- [Extrait]
CEDH | AFFAIRE H.L. c. FRANCE


PREMIÈRE SECTION
AFFAIRE H.L. c. FRANCE
(Requête n° 42189/98)
ARRÊT
STRASBOURG
7 février 2002
DÉFINITIF
07/05/2002
Cet arrêt deviendra définitif dans les conditions définies à l’article 44 § 2 de la Convention. Il peut subir des retouches de forme.
En l’affaire H.L. c. France,
La Cour européenne des Droits de l’Homme (première section), siégeant en une chambre composée de :
M. C.L. Rozakis, président,   Mme F. Tulkens,   MM. J.-P. Costa,    P. Lorenzen,    E. Levits,    A. Kovler,   

 V. Zagrebelsky, juges,  et de M. E. Fribergh, greffier de section,
Après en avoir délibéré en chambre du conseil le...

PREMIÈRE SECTION
AFFAIRE H.L. c. FRANCE
(Requête n° 42189/98)
ARRÊT
STRASBOURG
7 février 2002
DÉFINITIF
07/05/2002
Cet arrêt deviendra définitif dans les conditions définies à l’article 44 § 2 de la Convention. Il peut subir des retouches de forme.

- [Énoncé du problème] D'après l'extrait, qui est le président de la chambre de la Cour dans l'affaire H.L. c. France ? Le matériel qui vient ensuite est indépendant de l'extrait.

- [Informations présentées]
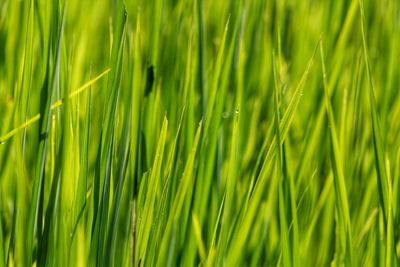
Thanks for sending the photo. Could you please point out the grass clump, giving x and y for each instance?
(199, 133)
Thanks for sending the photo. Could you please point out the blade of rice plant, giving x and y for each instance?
(338, 173)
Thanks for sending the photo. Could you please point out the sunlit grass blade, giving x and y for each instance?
(338, 173)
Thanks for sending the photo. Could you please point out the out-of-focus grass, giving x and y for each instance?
(187, 133)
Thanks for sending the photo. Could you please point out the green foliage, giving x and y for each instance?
(199, 133)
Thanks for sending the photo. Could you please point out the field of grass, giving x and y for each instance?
(200, 133)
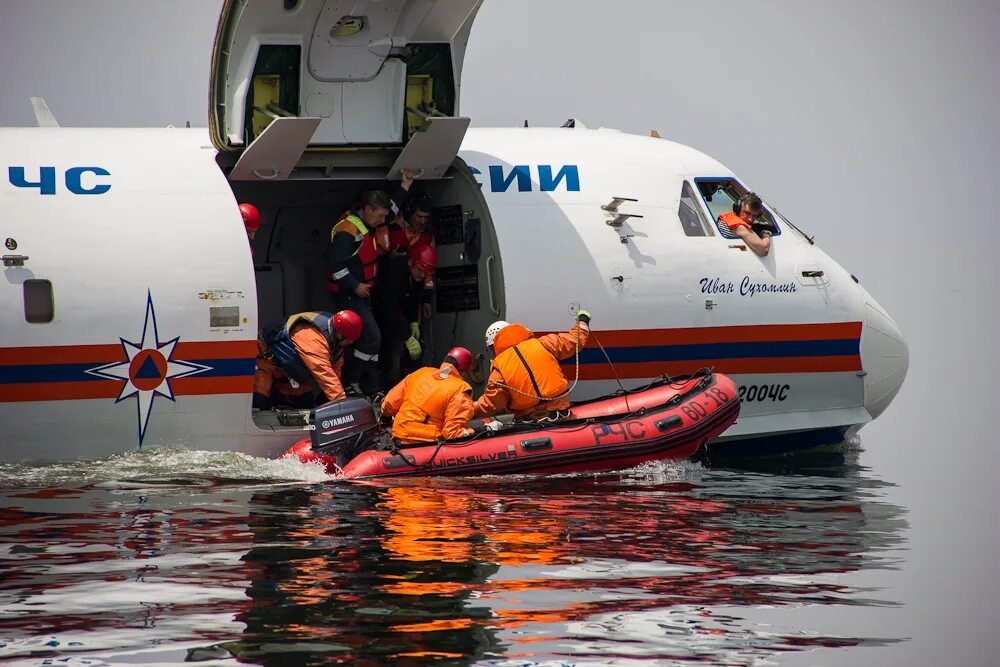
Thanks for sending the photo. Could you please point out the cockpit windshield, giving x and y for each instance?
(721, 194)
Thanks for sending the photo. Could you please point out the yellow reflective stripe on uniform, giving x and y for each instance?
(358, 224)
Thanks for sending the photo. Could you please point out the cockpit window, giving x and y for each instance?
(720, 194)
(693, 220)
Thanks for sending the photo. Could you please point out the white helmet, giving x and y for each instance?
(493, 330)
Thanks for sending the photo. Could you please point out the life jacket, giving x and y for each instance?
(366, 249)
(401, 237)
(527, 367)
(279, 341)
(428, 392)
(733, 221)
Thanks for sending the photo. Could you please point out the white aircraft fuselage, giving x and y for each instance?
(131, 303)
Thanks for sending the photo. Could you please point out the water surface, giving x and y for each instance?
(173, 556)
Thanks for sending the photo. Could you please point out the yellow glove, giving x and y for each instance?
(413, 347)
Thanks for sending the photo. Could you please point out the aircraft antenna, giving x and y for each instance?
(43, 115)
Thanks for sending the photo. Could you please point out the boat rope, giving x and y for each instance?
(613, 370)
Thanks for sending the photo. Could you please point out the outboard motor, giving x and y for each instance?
(342, 429)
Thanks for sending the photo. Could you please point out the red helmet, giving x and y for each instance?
(251, 217)
(462, 357)
(348, 325)
(423, 256)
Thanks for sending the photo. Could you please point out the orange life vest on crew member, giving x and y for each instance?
(366, 250)
(524, 364)
(732, 220)
(428, 392)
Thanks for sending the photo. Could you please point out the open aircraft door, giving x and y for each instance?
(313, 101)
(337, 89)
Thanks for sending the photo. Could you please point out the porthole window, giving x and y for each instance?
(693, 219)
(38, 303)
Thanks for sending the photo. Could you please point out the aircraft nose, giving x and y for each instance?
(885, 356)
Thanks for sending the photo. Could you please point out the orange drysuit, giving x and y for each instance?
(315, 353)
(526, 368)
(269, 376)
(430, 404)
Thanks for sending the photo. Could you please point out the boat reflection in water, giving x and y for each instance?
(666, 563)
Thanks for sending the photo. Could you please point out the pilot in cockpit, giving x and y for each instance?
(746, 212)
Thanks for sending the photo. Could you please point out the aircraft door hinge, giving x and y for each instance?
(14, 260)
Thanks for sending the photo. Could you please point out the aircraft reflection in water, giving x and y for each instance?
(535, 569)
(498, 570)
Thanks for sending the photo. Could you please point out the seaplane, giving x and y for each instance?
(131, 302)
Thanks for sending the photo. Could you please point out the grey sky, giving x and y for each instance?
(872, 125)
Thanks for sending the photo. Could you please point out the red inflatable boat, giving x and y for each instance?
(669, 419)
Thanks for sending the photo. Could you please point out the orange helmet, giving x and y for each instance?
(461, 357)
(423, 256)
(348, 325)
(251, 216)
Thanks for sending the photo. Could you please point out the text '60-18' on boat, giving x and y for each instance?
(671, 418)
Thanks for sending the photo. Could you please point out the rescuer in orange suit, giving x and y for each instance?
(746, 210)
(432, 404)
(251, 221)
(308, 347)
(525, 377)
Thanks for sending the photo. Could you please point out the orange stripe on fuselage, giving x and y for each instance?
(754, 333)
(767, 365)
(103, 389)
(106, 354)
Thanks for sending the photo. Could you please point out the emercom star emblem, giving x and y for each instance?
(148, 369)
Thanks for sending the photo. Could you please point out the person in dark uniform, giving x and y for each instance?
(356, 241)
(398, 300)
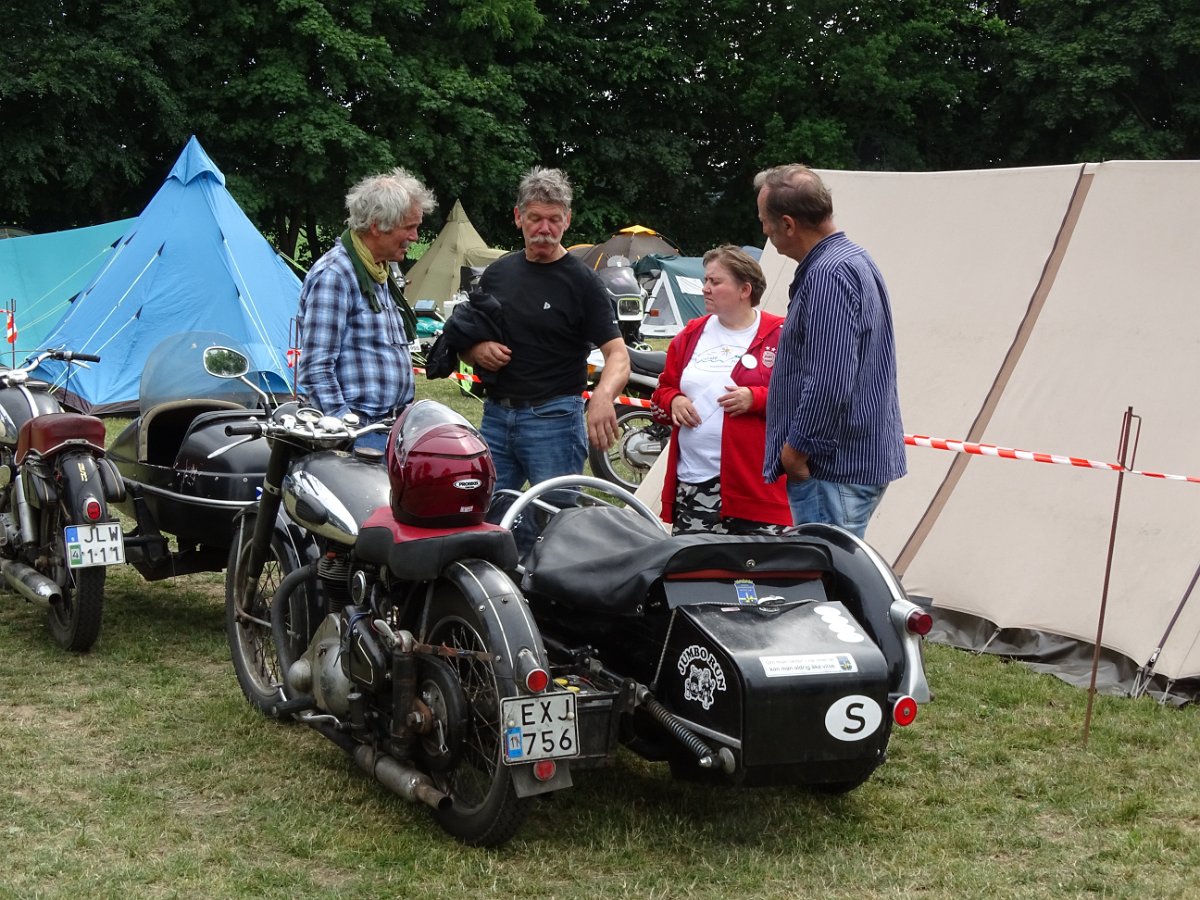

- [Réponse proposée] M. C.L. Rozakis.